_EXERCISE DESCRIPTION_. Pictures excluded, return every entry exactly, please.

[Start of section]

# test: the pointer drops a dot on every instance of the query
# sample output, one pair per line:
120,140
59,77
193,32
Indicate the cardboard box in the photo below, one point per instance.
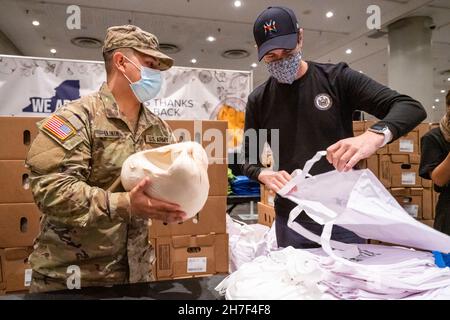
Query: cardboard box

[End of section]

_PROBLEM SOLUTION_.
# test: the pointer drops a dot on every instance of the query
# sample output, one pair per line:
120,140
59,77
193,32
Indicate the cardboard box in the photo below, one point per instance.
Query: cardboard box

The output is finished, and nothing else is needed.